**TESTO DA LEGGERE:**
Il 100% di questa produzione va al ristorante, dove i piatti cambiano di continuo a seconda delle disponibilità, sempre nella devozione e nel rispetto più totale della materia prima. Uno di quelli che più valorizza questo lavoro è proprio l'insalata con erbe spontanee di stagione: «Nelle mie insalatine ogni fogliolina che metto ha un sapore diverso a seconda del periodo dell'anno, ad esempio in questo periodo c'è quella con alcune erbe (le dovrai indovinare nel piatto!), funghi porcini e rafano, mentre quasi sempre c'è la lattuga planchata con tuorlo marinato e grattugiato e tartufo nero». Ma non solo erbe: Bruna prepara anche un brodo con tutti i suoi fiori per accogliere quel tripudio di sapori che è il bignè reale. Insomma, lavorare così tanto (e bene) con i prodotti del loro orto permette di variare gli ingredienti di partenza a seconda della stagionalità, ma allo stesso tempo di mantenere ben saldi il proprio carattere e il proprio stile nei piatti. È il caso di due creazioni in particolare, sempre presenti in carta, che ben rendono il lavoro costante e quotidiano della famiglia Spadone, tanto in campagna quanto in cucina. Ve ne diamo le ricette perché è importante che composizioni così restino scritte nella storia.

Gli ortaggi cotti nel sale (con crema acida e salsa di ghiande)

Gli ortaggi di questa ricetta variano a seconda delle verdure presenti nell’orto di Bruna, quindi si può sperimentare anche con altri ingredienti a seconda di quelli che ci sono a disposizione. A contraddistinguere quest'opera è un gioco continuo di salse, di acidità che salgono e scendono, di consistenze differenti come in natura; ma anche se le materie prime si presentano ben separate nel piatto, il bello è poi scoprire che alla fine sono più buone se mischiate tutte insieme, proprio accade come nella terra da cui provengono.

Ingredienti

Per gli ortaggi cotti nel sale2 carote 2 topinambur 2 rape rosse 4 foglie di verza 1 patata dolce 2 cipolle dorate qb mostarda di senape 250 g di yogurt 3 kg di sale grosso qb olio extravergine d'oliva qb semi di senape qb semi di amaranto

Procedimento

In una teglia fate uno strato sottile di sale e adagiate gli ortaggi, ricoprite con il rimanente sale in avanzo e cuocete in forno per 2 ore a 140°. Separate con attenzione la polpa dalla bucce del topinambur della rapa e della carota e essiccate le bucce a 65° in forno ventilato per 8-10 ore, poi soffiatele in olio di semi a una temperatura di 205° fino a ottenere una cialda croccante simile a una corteccia. Riducete la polpa di tutti i tuberi a tartare, condite quella di topinambur con la mostarda di senape e le altre con olio extravergine d'oliva. Sbucciate la patata dolce e frullatela con 50 g di burro e 5 g di curry, poi setacciate fino a ottenere un purè. Salate le foglie di verza precedentemente cotte, in modo che perdano il loro liquido fisiologico, e con un cannello da cucina abbrustolitele. Infine coprite con una pellicola.

**RIGHE ESTRATTE:**
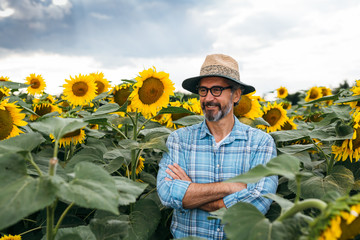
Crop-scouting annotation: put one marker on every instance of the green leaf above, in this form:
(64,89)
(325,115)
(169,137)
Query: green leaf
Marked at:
(190,120)
(340,180)
(76,233)
(155,143)
(128,190)
(143,220)
(107,108)
(92,155)
(244,221)
(21,195)
(174,110)
(296,148)
(283,165)
(57,126)
(92,187)
(110,227)
(21,143)
(289,135)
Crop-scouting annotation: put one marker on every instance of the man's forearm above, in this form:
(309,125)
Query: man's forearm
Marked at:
(213,206)
(199,194)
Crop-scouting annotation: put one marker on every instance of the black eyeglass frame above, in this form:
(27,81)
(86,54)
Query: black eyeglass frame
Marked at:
(211,90)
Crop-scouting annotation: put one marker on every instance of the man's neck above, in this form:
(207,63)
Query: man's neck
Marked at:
(221,128)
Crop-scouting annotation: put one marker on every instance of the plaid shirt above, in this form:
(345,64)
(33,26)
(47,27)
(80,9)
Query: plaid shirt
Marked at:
(194,149)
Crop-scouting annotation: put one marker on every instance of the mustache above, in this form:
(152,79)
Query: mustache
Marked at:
(210,104)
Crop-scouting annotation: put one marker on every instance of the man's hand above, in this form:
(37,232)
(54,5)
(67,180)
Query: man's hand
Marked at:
(176,172)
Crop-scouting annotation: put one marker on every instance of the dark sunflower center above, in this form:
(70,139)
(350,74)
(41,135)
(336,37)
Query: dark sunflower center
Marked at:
(151,91)
(43,109)
(35,83)
(6,124)
(72,134)
(243,107)
(100,87)
(80,89)
(287,126)
(314,94)
(1,95)
(176,116)
(121,95)
(272,116)
(356,141)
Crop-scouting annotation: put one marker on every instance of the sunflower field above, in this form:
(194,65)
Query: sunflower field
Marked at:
(83,165)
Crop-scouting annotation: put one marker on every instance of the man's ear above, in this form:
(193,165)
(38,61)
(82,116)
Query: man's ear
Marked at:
(237,95)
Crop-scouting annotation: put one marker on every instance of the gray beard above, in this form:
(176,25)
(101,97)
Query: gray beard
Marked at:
(219,115)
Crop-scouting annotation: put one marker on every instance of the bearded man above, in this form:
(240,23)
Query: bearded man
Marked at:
(201,157)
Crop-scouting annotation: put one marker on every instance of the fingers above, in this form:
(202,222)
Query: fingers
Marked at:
(176,172)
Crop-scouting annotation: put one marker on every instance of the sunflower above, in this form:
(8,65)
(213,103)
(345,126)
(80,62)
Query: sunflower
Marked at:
(74,137)
(37,84)
(349,148)
(4,79)
(102,83)
(11,237)
(313,94)
(356,91)
(289,124)
(10,119)
(80,90)
(139,167)
(121,94)
(4,92)
(43,108)
(248,107)
(282,92)
(151,91)
(193,104)
(275,115)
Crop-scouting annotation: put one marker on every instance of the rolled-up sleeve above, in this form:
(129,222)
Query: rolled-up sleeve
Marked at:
(171,193)
(254,192)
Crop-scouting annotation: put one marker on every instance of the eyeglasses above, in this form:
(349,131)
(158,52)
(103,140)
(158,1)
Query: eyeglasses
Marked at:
(215,90)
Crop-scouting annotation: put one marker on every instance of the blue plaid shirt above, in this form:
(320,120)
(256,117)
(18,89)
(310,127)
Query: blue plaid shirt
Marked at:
(194,149)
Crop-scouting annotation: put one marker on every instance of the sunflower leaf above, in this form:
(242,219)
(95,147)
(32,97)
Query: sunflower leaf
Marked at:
(21,143)
(92,187)
(144,219)
(57,126)
(21,195)
(107,108)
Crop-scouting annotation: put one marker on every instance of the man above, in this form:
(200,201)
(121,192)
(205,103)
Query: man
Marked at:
(201,157)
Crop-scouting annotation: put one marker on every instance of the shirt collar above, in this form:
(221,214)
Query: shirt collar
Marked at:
(238,132)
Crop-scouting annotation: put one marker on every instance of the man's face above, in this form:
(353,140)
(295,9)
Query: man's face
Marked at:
(216,108)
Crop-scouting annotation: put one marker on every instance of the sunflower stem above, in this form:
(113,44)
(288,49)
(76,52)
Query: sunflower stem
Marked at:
(308,203)
(118,130)
(62,217)
(31,160)
(298,187)
(320,150)
(331,164)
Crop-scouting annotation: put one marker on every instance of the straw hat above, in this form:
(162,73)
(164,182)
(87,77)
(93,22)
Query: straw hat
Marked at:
(217,65)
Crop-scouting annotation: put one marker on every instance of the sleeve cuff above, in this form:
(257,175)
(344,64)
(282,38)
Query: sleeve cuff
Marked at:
(177,191)
(233,198)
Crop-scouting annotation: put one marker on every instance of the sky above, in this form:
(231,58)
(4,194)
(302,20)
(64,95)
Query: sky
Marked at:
(296,44)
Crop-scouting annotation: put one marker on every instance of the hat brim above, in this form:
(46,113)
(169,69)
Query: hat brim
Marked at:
(191,84)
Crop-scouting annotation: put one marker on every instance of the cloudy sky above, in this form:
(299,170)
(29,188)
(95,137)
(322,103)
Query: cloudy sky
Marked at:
(297,44)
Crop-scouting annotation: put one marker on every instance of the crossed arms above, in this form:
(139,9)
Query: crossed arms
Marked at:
(206,196)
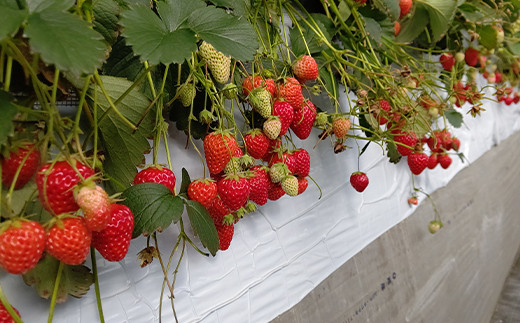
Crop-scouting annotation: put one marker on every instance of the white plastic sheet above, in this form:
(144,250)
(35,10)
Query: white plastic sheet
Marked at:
(279,253)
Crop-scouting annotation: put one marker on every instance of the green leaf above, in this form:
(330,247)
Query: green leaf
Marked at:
(454,117)
(154,207)
(66,41)
(7,111)
(412,27)
(185,181)
(106,19)
(54,5)
(75,280)
(441,15)
(154,39)
(227,33)
(12,18)
(124,148)
(203,225)
(488,36)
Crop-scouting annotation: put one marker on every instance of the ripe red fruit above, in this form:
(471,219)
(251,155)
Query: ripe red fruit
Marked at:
(275,191)
(203,190)
(113,241)
(291,91)
(285,112)
(340,127)
(302,185)
(444,160)
(219,147)
(359,181)
(304,120)
(256,143)
(95,204)
(5,317)
(471,56)
(234,191)
(225,235)
(156,174)
(21,246)
(56,182)
(69,241)
(405,6)
(259,185)
(306,68)
(417,162)
(250,84)
(17,158)
(447,61)
(406,138)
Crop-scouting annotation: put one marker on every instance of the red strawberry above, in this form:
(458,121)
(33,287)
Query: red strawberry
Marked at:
(445,160)
(5,317)
(218,211)
(234,191)
(203,190)
(405,138)
(432,161)
(95,204)
(359,181)
(256,143)
(248,84)
(304,120)
(306,68)
(113,241)
(55,184)
(156,174)
(225,235)
(17,158)
(219,147)
(340,127)
(303,162)
(302,185)
(291,91)
(471,56)
(259,184)
(405,6)
(417,162)
(397,28)
(285,112)
(69,241)
(447,61)
(21,246)
(275,191)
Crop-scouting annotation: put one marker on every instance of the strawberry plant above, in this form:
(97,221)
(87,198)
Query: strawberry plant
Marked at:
(90,89)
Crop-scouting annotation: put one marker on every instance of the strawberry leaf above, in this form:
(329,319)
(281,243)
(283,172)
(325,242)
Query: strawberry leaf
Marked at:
(75,280)
(12,17)
(154,207)
(124,148)
(63,39)
(203,225)
(8,111)
(226,32)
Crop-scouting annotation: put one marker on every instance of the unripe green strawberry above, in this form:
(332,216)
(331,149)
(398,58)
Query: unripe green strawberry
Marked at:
(277,172)
(272,127)
(340,127)
(69,241)
(290,185)
(21,246)
(218,63)
(113,241)
(95,204)
(260,100)
(187,93)
(306,68)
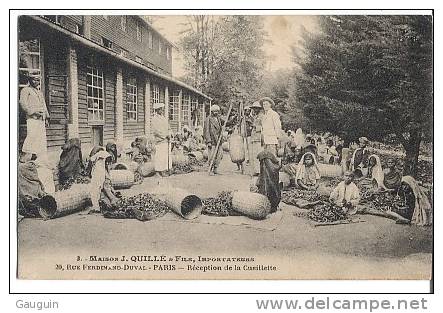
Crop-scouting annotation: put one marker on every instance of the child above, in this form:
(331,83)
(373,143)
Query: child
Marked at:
(346,195)
(308,173)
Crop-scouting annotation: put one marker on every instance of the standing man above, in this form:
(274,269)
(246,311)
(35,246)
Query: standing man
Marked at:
(212,131)
(271,126)
(33,104)
(360,158)
(160,130)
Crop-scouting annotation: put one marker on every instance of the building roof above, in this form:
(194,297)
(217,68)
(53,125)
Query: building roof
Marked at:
(91,44)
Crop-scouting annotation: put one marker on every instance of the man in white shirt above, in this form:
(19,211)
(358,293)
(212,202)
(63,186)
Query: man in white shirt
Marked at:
(271,126)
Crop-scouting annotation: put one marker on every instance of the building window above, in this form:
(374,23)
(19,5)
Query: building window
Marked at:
(123,22)
(29,60)
(106,43)
(150,43)
(155,96)
(186,105)
(174,102)
(139,31)
(95,94)
(131,99)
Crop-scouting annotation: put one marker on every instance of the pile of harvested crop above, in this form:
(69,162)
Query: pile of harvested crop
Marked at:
(221,205)
(326,213)
(142,207)
(292,196)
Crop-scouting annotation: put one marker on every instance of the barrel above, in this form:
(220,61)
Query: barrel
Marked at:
(236,148)
(65,202)
(250,204)
(184,203)
(330,170)
(122,178)
(146,169)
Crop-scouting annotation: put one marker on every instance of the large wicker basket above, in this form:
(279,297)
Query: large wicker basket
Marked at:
(146,169)
(252,205)
(236,149)
(65,202)
(330,170)
(122,178)
(179,159)
(183,203)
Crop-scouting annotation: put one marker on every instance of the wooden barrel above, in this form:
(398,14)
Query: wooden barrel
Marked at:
(330,170)
(225,146)
(250,204)
(184,203)
(236,149)
(65,202)
(122,178)
(146,169)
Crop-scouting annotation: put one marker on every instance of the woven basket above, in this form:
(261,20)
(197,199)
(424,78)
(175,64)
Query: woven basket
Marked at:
(252,205)
(183,203)
(225,146)
(179,159)
(330,170)
(198,155)
(284,179)
(146,169)
(236,150)
(64,202)
(122,178)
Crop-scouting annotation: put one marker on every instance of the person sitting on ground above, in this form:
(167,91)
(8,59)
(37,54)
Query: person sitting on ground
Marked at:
(290,162)
(268,181)
(392,175)
(308,173)
(359,160)
(331,155)
(375,172)
(346,194)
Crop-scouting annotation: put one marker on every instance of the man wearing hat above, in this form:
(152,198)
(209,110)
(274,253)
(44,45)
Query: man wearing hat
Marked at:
(271,126)
(359,160)
(160,131)
(33,104)
(212,131)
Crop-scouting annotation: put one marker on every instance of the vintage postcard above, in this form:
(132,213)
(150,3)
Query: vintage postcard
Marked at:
(224,146)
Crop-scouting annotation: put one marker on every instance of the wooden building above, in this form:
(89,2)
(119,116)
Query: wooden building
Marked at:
(100,76)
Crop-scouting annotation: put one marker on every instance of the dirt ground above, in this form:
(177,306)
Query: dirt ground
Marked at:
(376,248)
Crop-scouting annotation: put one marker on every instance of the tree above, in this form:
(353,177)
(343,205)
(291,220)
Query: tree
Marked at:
(370,76)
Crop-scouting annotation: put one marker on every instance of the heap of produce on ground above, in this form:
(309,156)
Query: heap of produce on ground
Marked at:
(221,205)
(143,207)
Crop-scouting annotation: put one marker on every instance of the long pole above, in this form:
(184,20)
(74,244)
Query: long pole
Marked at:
(214,155)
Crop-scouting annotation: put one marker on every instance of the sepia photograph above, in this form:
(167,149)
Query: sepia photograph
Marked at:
(216,147)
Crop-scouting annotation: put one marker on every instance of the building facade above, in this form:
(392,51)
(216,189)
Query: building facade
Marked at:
(100,76)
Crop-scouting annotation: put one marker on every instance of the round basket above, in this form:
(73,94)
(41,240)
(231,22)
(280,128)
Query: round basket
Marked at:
(198,155)
(146,169)
(330,170)
(122,178)
(236,151)
(184,203)
(252,205)
(64,202)
(225,146)
(179,159)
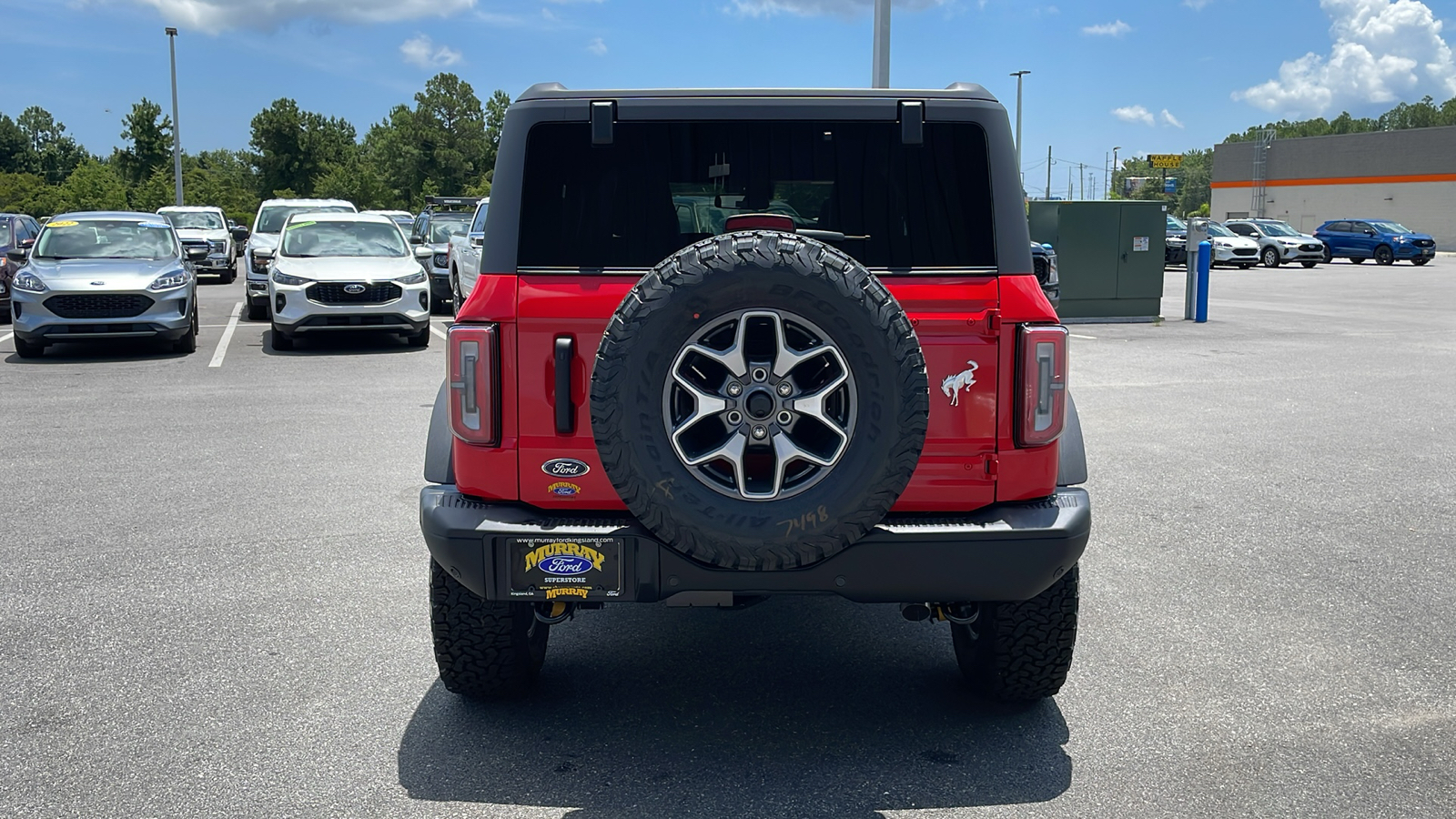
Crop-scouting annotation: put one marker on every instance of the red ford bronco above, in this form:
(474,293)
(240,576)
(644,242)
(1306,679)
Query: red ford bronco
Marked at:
(727,344)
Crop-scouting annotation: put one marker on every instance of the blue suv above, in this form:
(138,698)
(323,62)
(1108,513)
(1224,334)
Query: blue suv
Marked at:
(1380,239)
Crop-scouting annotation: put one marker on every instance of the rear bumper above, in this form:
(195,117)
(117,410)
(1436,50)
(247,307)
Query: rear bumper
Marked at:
(1001,552)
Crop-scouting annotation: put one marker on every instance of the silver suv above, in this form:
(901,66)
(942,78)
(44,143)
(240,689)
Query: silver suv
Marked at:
(1279,242)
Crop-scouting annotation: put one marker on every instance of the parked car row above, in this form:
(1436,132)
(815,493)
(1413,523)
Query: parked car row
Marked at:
(1271,242)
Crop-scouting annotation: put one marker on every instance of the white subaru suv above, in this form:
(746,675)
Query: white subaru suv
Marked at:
(346,271)
(271,215)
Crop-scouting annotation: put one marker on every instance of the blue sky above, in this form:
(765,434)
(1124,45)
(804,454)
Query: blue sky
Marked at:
(1145,75)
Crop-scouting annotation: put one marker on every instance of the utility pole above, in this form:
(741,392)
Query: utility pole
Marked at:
(1048,172)
(177,130)
(881,62)
(1018,75)
(1114,162)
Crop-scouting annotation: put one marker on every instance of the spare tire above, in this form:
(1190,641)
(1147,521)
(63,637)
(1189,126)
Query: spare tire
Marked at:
(759,401)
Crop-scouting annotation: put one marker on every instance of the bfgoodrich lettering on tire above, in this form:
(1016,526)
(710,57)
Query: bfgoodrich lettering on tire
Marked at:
(759,401)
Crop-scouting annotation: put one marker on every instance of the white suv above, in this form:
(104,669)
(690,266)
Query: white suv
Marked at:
(271,215)
(1279,241)
(346,271)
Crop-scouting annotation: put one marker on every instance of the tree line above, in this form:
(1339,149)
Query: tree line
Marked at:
(1198,165)
(443,145)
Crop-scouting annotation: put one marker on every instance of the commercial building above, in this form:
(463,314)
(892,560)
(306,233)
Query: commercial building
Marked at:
(1407,177)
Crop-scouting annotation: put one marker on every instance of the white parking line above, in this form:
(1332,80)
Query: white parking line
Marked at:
(228,336)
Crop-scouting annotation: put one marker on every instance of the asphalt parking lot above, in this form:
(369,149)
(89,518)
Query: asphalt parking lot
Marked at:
(213,593)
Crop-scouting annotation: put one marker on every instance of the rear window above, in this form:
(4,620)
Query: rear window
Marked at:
(662,186)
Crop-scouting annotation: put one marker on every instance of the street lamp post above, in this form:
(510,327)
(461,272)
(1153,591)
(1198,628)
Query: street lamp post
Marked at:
(177,130)
(1018,75)
(881,60)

**CONSEGNA:** Ricopi fedelmente il passo del testo sulla cucina della famiglia Spadone che comincia con "Gli ortaggi cotti nel sale (con" e prosegue fino a "da cui provengono.". Le righe riportate non hanno alcun legame con il testo.

**RISPOSTA:**
Gli ortaggi cotti nel sale (con crema acida e salsa di ghiande)

Gli ortaggi di questa ricetta variano a seconda delle verdure presenti nell’orto di Bruna, quindi si può sperimentare anche con altri ingredienti a seconda di quelli che ci sono a disposizione. A contraddistinguere quest'opera è un gioco continuo di salse, di acidità che salgono e scendono, di consistenze differenti come in natura; ma anche se le materie prime si presentano ben separate nel piatto, il bello è poi scoprire che alla fine sono più buone se mischiate tutte insieme, proprio accade come nella terra da cui provengono.